● **Set problem**
Could you print every record below exactly as it appears?

● **Given data**
--*--

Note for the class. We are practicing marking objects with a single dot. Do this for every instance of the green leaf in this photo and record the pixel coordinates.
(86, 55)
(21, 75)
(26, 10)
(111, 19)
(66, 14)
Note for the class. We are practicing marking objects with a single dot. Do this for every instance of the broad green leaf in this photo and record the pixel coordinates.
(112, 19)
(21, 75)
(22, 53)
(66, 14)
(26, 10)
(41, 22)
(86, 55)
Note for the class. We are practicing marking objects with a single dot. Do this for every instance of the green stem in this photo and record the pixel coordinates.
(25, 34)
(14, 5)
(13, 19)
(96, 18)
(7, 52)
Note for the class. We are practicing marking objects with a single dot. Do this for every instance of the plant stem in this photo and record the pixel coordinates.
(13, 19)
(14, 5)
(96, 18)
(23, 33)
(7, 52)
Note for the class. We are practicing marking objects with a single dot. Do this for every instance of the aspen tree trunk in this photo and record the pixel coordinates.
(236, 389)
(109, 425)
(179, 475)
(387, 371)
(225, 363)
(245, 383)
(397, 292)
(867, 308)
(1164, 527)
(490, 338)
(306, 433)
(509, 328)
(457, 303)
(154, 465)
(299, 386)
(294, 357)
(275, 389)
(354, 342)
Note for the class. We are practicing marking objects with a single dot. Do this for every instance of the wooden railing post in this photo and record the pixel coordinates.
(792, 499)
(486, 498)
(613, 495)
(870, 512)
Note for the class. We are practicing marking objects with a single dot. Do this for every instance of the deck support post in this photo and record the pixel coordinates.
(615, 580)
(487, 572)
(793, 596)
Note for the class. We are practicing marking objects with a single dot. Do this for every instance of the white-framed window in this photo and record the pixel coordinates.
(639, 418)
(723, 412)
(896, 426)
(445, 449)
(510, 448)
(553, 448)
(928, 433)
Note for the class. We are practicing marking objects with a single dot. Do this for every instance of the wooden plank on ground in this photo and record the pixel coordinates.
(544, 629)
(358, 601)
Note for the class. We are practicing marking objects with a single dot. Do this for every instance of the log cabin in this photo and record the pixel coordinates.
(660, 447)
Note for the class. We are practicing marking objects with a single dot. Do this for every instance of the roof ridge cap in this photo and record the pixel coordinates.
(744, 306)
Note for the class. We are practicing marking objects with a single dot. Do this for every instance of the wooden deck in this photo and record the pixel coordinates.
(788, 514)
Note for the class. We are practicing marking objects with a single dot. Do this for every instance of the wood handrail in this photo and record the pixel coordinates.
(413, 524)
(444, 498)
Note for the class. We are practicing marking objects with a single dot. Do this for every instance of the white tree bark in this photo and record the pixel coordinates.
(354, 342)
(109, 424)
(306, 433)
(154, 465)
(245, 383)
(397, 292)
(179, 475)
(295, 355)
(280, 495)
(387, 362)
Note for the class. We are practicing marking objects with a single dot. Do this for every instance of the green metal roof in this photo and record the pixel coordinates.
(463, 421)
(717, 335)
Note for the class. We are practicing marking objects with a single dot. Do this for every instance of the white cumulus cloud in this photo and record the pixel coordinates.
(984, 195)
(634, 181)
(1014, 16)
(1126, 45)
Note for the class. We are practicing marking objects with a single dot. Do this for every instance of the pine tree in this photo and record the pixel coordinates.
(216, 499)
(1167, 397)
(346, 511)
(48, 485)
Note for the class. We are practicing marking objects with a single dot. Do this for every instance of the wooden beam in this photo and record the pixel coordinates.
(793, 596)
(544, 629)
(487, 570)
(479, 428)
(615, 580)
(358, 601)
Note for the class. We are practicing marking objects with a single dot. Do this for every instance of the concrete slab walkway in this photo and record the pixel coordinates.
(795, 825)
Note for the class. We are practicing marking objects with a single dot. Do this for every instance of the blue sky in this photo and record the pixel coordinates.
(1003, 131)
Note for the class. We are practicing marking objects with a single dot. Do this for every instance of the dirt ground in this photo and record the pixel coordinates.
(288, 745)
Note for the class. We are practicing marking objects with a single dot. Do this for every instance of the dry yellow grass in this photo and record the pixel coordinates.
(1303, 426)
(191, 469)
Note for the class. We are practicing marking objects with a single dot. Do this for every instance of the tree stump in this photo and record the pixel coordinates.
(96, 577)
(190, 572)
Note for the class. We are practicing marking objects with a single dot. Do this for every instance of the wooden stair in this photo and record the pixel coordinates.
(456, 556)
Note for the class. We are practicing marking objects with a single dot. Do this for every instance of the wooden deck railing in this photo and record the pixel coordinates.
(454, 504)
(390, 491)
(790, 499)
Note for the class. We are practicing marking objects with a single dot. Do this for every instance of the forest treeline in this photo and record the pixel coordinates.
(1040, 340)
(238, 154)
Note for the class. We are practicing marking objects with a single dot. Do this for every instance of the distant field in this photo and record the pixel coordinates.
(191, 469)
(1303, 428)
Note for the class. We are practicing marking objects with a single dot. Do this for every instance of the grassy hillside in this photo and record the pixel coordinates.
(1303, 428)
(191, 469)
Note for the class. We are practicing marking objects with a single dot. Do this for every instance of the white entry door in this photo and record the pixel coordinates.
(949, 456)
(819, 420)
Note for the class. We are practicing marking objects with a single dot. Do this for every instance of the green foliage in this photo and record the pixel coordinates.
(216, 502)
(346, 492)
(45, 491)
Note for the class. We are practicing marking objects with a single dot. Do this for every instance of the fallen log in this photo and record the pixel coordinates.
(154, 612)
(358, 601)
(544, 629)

--*--

● **Result for this task**
Note for the class. We are practicing marking objects with a single dot. Do this for every instance of the green leaf in this photo and record the pixel coordinates.
(86, 55)
(21, 75)
(26, 10)
(111, 19)
(66, 14)
Note for the class. We are practicing marking objects with a single dot. Do this for every instance of the broad green leaf in this photo and record the pixel coordinates.
(112, 19)
(21, 75)
(22, 53)
(66, 14)
(26, 10)
(41, 22)
(86, 55)
Note for the class. We are practicing marking objects with a single dot. Do this for every instance of the green stem in this photo and record the pixel coordinates.
(25, 34)
(14, 5)
(13, 19)
(96, 18)
(7, 52)
Note for the class. We are practicing marking objects with a single dot. Do this for every instance of the plant stem in this photo and record the pixel coordinates.
(13, 19)
(14, 5)
(96, 18)
(23, 33)
(7, 52)
Note for the class. We are practicing marking objects with a single dot. Do this for every instance of the aspen tree trunk in this photo and record the pixel coordinates.
(236, 389)
(109, 425)
(179, 475)
(387, 371)
(225, 363)
(245, 383)
(397, 292)
(867, 308)
(1164, 527)
(490, 338)
(306, 433)
(509, 328)
(457, 303)
(154, 465)
(299, 386)
(294, 357)
(275, 389)
(354, 342)
Note for the class. We are practicing marking objects with a single dot. Do this for every instance of the wooden railing post in this photo and record the pixel coordinates.
(792, 499)
(486, 498)
(613, 495)
(870, 512)
Note for the class. We are practicing marking objects with a single dot. Do this for every instance of the deck support post in this photo and record the pixel coordinates.
(615, 580)
(487, 572)
(793, 596)
Note for the class. We are practicing marking objects with a single dot. Do this for every instance of the white-framed window in this photo and record the pixel coordinates.
(639, 418)
(723, 412)
(896, 426)
(445, 449)
(510, 448)
(553, 448)
(928, 433)
Note for the class. We are practicing marking objects with a single dot. Do this for every instance of the wooden plank on ground in this photo and record the pixel coordinates.
(544, 629)
(358, 601)
Note for the class. We are practicing marking objects with a single dot. Do this for every instance of the log cabin in this photo and record the pixel coordinates.
(660, 447)
Note for the class. We are practicing marking objects with a single dot. Do this for every instance of the roof ridge cap in this photo and record the pixel coordinates.
(744, 306)
Note for the class. We are practicing marking objects with a single dot. Do this for every instance of the wooden deck in this photo and record the pixel coordinates.
(788, 514)
Note for the class. We are practicing marking objects with a single dot. Do this for every instance of the wood handrail in this photo and record the pixel coordinates.
(413, 524)
(444, 498)
Note for the class. We are practicing marking objects with a single dot. Do this for every instance of the white tree bark in this photo and record the pixel coordinates.
(354, 342)
(109, 424)
(306, 433)
(154, 465)
(245, 383)
(397, 292)
(179, 475)
(295, 355)
(280, 495)
(387, 362)
Note for the class. We are practicing marking objects with a single dot. Do this for every instance of the green metal roof in this photo and record the pixel coordinates.
(463, 421)
(717, 335)
Note for the class. We are practicing marking objects with a single dot. Do this for every instance of the white cumulus cloud in this photo and record the pixel coordinates.
(984, 195)
(634, 181)
(1014, 16)
(1126, 45)
Note for the class. We are practicing marking objects with a single dot. Do this for every instance of the pine tree in this photo and record the pixel coordinates.
(216, 499)
(1167, 397)
(346, 511)
(48, 485)
Note for the class. We are practicing marking objects with a single dot. Do this for every instance of the wooden beam in this photo and record the pixel coordinates.
(793, 596)
(544, 629)
(487, 570)
(479, 428)
(615, 580)
(358, 601)
Note for the class. We are practicing marking objects with a single dot. Do this for every instance of the concrete slab walkway in this photo and record the pixel coordinates.
(795, 825)
Note for the class. We are practicing marking objects with a single dot. Do this for every instance of the blue sky in this photo and record the pixel coordinates.
(1003, 131)
Note for the class. We are practicing marking objects with a single dot. Do this for every instance of the dirt ground in this photo and record the pixel coordinates.
(288, 745)
Note for the class. We are practicing marking objects with a single dot. Do this for every instance of the dry yellow grass in this photo and record the pixel coordinates.
(1303, 426)
(191, 469)
Note for the class. We are practicing marking objects with a single dot. Do this for every instance of the tree stump in this photo and record the pixel coordinates.
(96, 577)
(190, 572)
Note for the class. We are practicing marking objects with a single dot. Do this for every instance of the wooden stair in this photo and record the pixel coordinates.
(456, 556)
Note for the class. We are practicing marking objects with a single dot. Do this for every instance of the wooden deck railing in this photo and record the pixel coordinates.
(454, 504)
(390, 491)
(790, 499)
Note for the class. We are practicing marking objects with a single dot. Do this for every instance of the forest treeline in this photo and record the pixel coordinates.
(1040, 340)
(238, 154)
Note for the class. We are practicing marking objects with a single dot. Do this for every instance of the distant field in this photo and record the pixel coordinates.
(191, 469)
(1303, 428)
Note for the class. We are practicing marking objects with a single dot. Do this for every instance of the grassy hillside in this photo and record the pixel coordinates.
(1303, 428)
(191, 469)
Note for the class. We are practicing marking objects with a single dot. Do this for every instance of the white entry door in this photo and record the pixel coordinates.
(949, 456)
(819, 420)
Note for the class. We are practicing marking objects with a single dot. Do this for every instance of the green foliage in this photo and record the pixel coordinates.
(216, 502)
(346, 492)
(45, 491)
Note for the class. We are practicing marking objects with a single dot. Do this for every instance of the fallen log in this photo and record the pixel coordinates.
(154, 612)
(358, 601)
(544, 629)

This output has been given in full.